Work instruction: In the data below, find each line carrying the string "white" and copy it out.

START Working data

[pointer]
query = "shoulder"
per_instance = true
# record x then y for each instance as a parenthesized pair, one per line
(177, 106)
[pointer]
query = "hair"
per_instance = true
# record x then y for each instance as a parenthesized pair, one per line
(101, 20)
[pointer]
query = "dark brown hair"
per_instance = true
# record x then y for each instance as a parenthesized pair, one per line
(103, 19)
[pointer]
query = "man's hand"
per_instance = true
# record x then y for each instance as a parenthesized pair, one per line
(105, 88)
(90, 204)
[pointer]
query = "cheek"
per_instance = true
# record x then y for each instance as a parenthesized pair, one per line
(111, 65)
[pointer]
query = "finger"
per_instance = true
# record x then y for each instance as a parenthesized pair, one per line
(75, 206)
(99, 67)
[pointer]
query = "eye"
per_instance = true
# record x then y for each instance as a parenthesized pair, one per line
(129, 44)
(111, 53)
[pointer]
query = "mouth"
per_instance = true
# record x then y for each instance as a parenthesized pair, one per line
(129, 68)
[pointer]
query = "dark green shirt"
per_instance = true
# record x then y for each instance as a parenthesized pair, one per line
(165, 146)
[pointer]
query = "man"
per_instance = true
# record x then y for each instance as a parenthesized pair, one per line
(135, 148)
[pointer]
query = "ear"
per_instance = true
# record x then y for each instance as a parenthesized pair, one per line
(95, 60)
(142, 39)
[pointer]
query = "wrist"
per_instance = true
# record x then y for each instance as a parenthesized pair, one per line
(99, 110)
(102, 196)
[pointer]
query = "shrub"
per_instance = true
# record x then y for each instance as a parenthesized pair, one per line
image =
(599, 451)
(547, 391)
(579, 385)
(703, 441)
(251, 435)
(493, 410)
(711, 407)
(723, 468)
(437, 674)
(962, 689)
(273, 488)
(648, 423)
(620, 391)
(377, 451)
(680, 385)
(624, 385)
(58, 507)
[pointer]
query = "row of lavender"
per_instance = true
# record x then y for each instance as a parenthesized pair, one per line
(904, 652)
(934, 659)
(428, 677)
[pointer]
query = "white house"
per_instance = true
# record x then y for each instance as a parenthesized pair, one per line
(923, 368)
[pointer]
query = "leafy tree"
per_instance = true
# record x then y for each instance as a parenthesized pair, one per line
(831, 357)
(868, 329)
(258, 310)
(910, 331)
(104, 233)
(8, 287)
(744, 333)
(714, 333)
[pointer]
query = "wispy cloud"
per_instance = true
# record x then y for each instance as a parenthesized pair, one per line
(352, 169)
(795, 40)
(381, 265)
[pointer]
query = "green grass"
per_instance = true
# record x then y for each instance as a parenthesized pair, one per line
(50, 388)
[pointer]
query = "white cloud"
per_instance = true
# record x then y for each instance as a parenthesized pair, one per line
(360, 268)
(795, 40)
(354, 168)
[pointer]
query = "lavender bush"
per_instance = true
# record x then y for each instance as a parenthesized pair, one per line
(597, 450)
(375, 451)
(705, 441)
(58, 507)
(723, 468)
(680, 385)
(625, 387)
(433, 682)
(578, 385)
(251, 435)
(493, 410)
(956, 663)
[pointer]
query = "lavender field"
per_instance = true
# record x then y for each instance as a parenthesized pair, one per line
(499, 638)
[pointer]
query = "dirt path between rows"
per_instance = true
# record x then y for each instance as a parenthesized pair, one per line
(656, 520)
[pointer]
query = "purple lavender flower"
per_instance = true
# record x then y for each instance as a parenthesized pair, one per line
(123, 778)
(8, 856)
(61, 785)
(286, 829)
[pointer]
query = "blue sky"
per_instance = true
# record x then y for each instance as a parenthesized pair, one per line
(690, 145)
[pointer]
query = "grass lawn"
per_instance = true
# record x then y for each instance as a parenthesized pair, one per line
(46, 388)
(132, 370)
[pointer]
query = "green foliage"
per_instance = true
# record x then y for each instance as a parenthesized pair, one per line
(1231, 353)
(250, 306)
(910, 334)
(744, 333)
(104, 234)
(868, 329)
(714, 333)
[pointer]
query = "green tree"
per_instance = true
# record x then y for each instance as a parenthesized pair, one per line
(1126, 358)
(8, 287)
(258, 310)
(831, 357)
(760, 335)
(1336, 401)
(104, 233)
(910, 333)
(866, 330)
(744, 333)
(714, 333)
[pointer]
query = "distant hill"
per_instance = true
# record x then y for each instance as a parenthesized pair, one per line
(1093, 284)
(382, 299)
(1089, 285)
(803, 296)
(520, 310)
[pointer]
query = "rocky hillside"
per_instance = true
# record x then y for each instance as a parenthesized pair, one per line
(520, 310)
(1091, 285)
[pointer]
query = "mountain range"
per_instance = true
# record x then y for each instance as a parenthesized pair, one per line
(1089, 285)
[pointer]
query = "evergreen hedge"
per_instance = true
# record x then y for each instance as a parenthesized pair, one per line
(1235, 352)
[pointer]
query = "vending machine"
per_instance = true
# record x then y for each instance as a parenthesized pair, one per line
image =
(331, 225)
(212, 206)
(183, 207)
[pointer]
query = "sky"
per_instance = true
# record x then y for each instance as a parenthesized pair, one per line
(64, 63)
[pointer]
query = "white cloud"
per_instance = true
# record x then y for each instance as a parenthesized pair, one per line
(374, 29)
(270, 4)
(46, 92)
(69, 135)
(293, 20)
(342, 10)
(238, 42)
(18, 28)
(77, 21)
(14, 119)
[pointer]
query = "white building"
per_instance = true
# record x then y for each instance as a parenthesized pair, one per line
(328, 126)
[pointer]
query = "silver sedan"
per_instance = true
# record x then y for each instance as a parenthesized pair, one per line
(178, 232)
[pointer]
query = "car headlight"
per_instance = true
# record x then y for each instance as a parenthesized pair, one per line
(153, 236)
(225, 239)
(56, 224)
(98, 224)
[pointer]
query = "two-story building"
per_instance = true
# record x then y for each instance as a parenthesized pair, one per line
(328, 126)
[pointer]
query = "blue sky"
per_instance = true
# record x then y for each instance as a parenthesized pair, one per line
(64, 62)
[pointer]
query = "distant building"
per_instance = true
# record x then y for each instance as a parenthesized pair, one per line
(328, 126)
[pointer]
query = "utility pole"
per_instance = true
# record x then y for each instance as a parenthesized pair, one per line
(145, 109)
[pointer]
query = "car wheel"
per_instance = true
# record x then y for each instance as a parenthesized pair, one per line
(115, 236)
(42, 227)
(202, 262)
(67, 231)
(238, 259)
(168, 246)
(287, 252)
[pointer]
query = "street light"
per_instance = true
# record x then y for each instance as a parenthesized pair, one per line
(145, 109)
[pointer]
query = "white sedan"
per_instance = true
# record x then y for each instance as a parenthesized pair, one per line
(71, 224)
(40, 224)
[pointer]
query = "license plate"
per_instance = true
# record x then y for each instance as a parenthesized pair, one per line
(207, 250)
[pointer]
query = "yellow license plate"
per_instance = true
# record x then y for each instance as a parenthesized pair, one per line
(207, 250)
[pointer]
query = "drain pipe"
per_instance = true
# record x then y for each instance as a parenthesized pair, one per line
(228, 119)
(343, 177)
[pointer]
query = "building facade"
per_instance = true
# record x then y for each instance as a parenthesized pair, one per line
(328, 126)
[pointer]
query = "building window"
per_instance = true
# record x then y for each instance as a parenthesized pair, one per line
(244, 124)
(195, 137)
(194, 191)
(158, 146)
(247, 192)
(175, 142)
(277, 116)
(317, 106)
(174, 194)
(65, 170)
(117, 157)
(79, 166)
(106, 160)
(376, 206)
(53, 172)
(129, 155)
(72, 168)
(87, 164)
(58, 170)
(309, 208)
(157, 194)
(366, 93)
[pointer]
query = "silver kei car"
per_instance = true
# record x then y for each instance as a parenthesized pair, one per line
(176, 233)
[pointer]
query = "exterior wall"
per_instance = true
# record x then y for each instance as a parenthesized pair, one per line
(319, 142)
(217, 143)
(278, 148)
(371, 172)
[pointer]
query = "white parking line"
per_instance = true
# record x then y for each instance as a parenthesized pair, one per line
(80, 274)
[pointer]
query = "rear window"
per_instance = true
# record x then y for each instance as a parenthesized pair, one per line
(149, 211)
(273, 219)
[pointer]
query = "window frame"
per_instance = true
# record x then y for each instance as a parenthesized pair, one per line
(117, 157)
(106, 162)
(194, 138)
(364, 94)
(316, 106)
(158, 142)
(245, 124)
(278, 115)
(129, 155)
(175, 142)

END Working data

Answer:
query = "white house"
query = "white cloud"
query = "white cloud"
query = "white building"
query = "white sedan"
query = "white parking line"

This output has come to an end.